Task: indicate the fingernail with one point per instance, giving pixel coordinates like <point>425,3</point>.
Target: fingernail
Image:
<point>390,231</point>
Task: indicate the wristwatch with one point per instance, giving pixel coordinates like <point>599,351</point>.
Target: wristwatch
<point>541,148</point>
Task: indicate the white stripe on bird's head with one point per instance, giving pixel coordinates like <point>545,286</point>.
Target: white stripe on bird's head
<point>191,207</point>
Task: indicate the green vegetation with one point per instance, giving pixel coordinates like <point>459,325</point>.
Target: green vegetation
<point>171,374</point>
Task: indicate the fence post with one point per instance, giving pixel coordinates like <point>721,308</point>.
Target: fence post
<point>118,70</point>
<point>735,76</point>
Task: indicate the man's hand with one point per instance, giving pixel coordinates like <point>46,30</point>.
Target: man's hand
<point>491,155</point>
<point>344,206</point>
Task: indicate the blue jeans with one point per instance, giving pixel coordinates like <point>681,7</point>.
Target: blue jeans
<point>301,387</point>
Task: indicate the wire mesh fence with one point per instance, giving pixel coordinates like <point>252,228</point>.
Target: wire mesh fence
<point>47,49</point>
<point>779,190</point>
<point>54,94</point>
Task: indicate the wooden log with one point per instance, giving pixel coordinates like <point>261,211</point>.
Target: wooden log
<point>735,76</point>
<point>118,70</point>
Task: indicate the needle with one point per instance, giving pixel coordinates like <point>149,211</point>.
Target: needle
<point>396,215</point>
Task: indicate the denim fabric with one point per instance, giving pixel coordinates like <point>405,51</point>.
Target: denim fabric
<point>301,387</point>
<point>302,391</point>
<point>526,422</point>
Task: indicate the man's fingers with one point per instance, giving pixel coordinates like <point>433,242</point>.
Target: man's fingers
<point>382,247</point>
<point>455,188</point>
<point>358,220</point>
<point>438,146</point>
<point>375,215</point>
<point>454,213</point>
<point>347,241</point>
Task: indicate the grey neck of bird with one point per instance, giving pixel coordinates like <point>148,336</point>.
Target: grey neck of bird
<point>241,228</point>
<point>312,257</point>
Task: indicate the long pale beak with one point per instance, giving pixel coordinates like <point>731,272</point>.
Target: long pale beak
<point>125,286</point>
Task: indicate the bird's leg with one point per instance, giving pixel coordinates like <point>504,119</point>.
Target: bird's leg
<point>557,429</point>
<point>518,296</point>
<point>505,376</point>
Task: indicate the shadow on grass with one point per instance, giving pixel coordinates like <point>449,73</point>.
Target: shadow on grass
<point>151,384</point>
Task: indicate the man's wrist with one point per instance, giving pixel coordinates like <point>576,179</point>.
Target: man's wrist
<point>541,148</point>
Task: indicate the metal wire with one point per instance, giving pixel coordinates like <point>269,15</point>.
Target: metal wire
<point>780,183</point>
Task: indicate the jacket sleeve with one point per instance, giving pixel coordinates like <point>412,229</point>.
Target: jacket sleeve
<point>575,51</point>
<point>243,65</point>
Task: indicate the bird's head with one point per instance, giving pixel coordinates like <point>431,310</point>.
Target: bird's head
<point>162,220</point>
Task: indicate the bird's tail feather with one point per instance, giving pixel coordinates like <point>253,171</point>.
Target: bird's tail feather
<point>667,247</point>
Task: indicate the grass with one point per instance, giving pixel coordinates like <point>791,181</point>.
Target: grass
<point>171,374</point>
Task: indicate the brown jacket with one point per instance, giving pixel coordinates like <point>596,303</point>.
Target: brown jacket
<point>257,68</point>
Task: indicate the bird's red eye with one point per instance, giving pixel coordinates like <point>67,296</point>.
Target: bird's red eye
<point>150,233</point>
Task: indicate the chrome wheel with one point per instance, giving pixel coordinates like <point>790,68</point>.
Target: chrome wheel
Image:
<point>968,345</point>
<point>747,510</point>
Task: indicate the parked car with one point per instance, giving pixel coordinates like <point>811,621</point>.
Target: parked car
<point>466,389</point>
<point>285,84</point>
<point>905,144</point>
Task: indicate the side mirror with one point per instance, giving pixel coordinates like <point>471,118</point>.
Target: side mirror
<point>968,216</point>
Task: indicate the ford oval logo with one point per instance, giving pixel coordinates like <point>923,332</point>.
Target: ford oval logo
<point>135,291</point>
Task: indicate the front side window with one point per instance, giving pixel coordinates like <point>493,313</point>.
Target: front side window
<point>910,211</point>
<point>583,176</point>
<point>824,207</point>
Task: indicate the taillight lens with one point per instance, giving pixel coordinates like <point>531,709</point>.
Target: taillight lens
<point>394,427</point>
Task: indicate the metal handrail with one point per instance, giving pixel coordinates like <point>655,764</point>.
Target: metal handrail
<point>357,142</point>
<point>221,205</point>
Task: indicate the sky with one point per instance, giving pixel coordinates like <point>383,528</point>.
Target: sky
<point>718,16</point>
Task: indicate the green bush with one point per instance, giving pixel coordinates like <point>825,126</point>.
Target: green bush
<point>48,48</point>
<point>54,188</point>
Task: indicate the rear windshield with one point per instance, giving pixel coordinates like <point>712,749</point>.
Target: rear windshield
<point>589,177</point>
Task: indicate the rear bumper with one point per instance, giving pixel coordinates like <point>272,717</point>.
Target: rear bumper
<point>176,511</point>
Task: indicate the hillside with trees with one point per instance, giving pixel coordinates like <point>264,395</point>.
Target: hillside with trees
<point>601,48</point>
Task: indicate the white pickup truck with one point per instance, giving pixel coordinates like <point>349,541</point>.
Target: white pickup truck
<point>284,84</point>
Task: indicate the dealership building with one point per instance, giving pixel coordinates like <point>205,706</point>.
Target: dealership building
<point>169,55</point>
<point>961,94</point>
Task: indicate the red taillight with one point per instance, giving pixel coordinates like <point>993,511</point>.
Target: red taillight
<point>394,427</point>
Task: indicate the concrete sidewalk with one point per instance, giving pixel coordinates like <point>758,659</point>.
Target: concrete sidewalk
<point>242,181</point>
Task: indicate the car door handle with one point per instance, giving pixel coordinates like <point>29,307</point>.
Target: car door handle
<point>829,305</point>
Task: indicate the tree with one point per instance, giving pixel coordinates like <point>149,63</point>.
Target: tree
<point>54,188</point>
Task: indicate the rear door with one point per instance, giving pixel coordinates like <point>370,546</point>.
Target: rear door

▶ What you should do: Please set out every line of the entries above as a numbered list, skipping any blank lines.

▶ Written answer:
1. Task: indicate the fingernail with one point per instance, giving pixel coordinates like <point>425,3</point>.
2. Target: fingernail
3. Image:
4. <point>390,231</point>
5. Task: indicate the wristwatch with one point per instance, giving pixel coordinates like <point>599,351</point>.
6. Target: wristwatch
7. <point>541,148</point>
8. Task: indicate the white stripe on bird's head with one point per instance, giving pixel coordinates like <point>545,286</point>.
9. Target: white stripe on bird's head
10. <point>191,207</point>
11. Task: indicate the green vegetation with one point per instance, giving pixel coordinates like <point>459,325</point>.
12. Target: green vegetation
13. <point>171,374</point>
14. Task: indicate the fence post with one point per instance, giving pixel coordinates like <point>721,308</point>.
15. Target: fence post
16. <point>118,70</point>
17. <point>735,76</point>
18. Task: indicate the man's hand with one point per instance, giving pixel coordinates like <point>46,30</point>.
19. Target: man's hand
20. <point>491,155</point>
21. <point>344,206</point>
22. Task: indicate the blue jeans with one point per instance, giving pixel coordinates like <point>681,7</point>.
23. Target: blue jeans
24. <point>301,387</point>
25. Task: indicate the wire mesh fence with one point per instance, giving pixel coordinates like <point>252,228</point>.
26. Target: wire mesh fence
27. <point>47,49</point>
28. <point>779,190</point>
29. <point>54,94</point>
30. Task: indicate the wooden log with one point per instance, giving pixel coordinates like <point>261,211</point>.
31. Target: wooden log
32. <point>735,76</point>
33. <point>118,70</point>
34. Task: indicate the needle with one point per instance, giving pixel coordinates like <point>149,211</point>.
35. Target: needle
36. <point>396,215</point>
37. Task: indicate the denim fabric with one point per instance, giving pixel coordinates like <point>405,51</point>.
38. Target: denim fabric
39. <point>301,387</point>
40. <point>302,391</point>
41. <point>526,422</point>
42. Task: indicate the man's fingers with one point per instance, giving pixel coordinates like <point>433,242</point>.
43. Target: man's fingers
44. <point>382,247</point>
45. <point>455,188</point>
46. <point>358,220</point>
47. <point>438,146</point>
48. <point>375,215</point>
49. <point>454,213</point>
50. <point>347,241</point>
51. Task: indicate the grey neck of bird with one point per instance, giving pixel coordinates like <point>148,336</point>.
52. Target: grey neck of bird
53. <point>241,228</point>
54. <point>312,257</point>
55. Task: indicate the long pale beak with one point per instance, giving pixel coordinates like <point>731,272</point>.
56. Target: long pale beak
57. <point>125,286</point>
58. Task: indicate the bird's leg with one point per instance, giving pixel coordinates like <point>504,119</point>.
59. Target: bird's leg
60. <point>557,429</point>
61. <point>518,296</point>
62. <point>505,376</point>
63. Task: indicate the shadow on grass with one point per instance, giving pixel coordinates like <point>449,73</point>.
64. Target: shadow on grass
65. <point>151,384</point>
66. Task: indicate the man's wrist with one point per instance, giving pixel coordinates like <point>576,179</point>.
67. Target: man's wrist
68. <point>541,148</point>
69. Task: indicate the metal wire with one point per instance, giving pixel coordinates like <point>269,15</point>.
70. Target: metal wire
71. <point>780,183</point>
72. Task: indicate the jacket sleeve with one point per instance, giving pixel coordinates like <point>412,229</point>.
73. Target: jacket sleeve
74. <point>575,51</point>
75. <point>243,65</point>
76. Task: indicate the bird's head with one point per instance, giving pixel coordinates like <point>431,310</point>.
77. Target: bird's head
78. <point>162,220</point>
79. Task: indicate the bird's tail feather with one point per instance, giving pixel coordinates like <point>253,171</point>.
80. Target: bird's tail feather
81. <point>667,247</point>
82. Task: indicate the grass with one point per instance, giving pixel coordinates like <point>791,181</point>.
83. Target: grass
84. <point>171,374</point>
85. Task: indicate the brown jacket with one point per instance, giving pixel coordinates like <point>596,303</point>.
86. Target: brown jacket
87. <point>257,68</point>
88. Task: indicate the bird's red eye with one point per instance, giving pixel coordinates like <point>67,296</point>.
89. Target: bird's red eye
90. <point>150,233</point>
91. Task: indicate the chrome wheel with one point per instance, giving pixel coordinates like <point>790,68</point>.
92. Target: chrome wheel
93. Image:
94. <point>968,345</point>
95. <point>747,510</point>
96. Task: indicate the parked car with one point per instance, giving pixel coordinates like <point>811,621</point>.
97. Target: parked car
98. <point>466,389</point>
99. <point>285,84</point>
100. <point>905,144</point>
101. Task: indicate the side mirror with one point per instance, giving pixel coordinates like <point>471,118</point>.
102. Target: side mirror
103. <point>968,216</point>
104. Task: indicate the ford oval logo with one point per instance, giving pixel coordinates like <point>923,332</point>.
105. Target: ford oval logo
106. <point>135,291</point>
107. Task: indicate the front side window with one point per instance, giving pixel coordinates like <point>493,313</point>.
108. Target: front side window
109. <point>910,211</point>
110. <point>583,176</point>
111. <point>824,207</point>
112. Task: indicate the taillight lens with one point per instance, giving pixel coordinates like <point>531,709</point>.
113. Target: taillight lens
114. <point>394,427</point>
115. Task: indicate the metal handrail with one point per instance, giving pixel coordinates like <point>655,764</point>.
116. Target: metal handrail
117. <point>357,142</point>
118. <point>221,205</point>
119. Task: indicate the sky with one point per instance, giving pixel coordinates like <point>383,528</point>.
120. Target: sky
121. <point>718,16</point>
122. Task: indicate the green bush with one point per instance, giving pixel coordinates like <point>825,126</point>.
123. Target: green bush
124. <point>48,48</point>
125. <point>54,188</point>
126. Task: indicate the rear windshield with one point per instance, giving pixel coordinates like <point>712,749</point>.
127. Target: rear windshield
128. <point>589,177</point>
129. Task: indicate the rear bumper with one point per instance, giving pixel coordinates like <point>272,717</point>.
130. Target: rear bumper
131. <point>176,511</point>
132. Task: indicate the hillside with trees with one point per instance, giving pixel coordinates like <point>264,395</point>.
133. Target: hillside with trees
134. <point>601,48</point>
135. Task: indicate the white pickup truck with one point per instance, giving pixel coordinates like <point>349,541</point>.
136. Target: white pickup truck
137. <point>284,84</point>
138. Task: indicate the dealership building with one point per instance, giving pixel coordinates like <point>205,706</point>.
139. Target: dealership building
140. <point>169,55</point>
141. <point>961,94</point>
142. Task: indicate the red taillight with one point per instance, giving pixel coordinates like <point>993,511</point>.
143. Target: red taillight
144. <point>394,427</point>
145. Task: indicate the concrete sidewalk with one point per instance, giving pixel coordinates like <point>758,659</point>.
146. Target: concrete sidewalk
147. <point>242,181</point>
148. Task: indicate the car door handle with one point per instance, giving pixel coordinates like <point>29,307</point>.
149. Target: car door handle
150. <point>829,305</point>
151. Task: indicate the tree with one point per instance, giving pixel coordinates like <point>149,63</point>.
152. Target: tree
153. <point>54,188</point>
154. Task: indicate the rear door with one point per instance, giving pixel coordinates like <point>370,546</point>.
155. Target: rear door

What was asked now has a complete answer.